---------- Source information
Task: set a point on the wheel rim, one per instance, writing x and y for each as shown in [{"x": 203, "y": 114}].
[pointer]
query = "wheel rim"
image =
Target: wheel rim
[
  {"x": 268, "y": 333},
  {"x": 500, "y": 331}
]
--------------------
Once you have read the listing, retype it in full, word for word.

Task: set a point on the wheel rim, one per instance, writing x and y for each as shown in [{"x": 203, "y": 114}].
[pointer]
query = "wheel rim"
image =
Target: wheel rim
[
  {"x": 268, "y": 333},
  {"x": 500, "y": 331}
]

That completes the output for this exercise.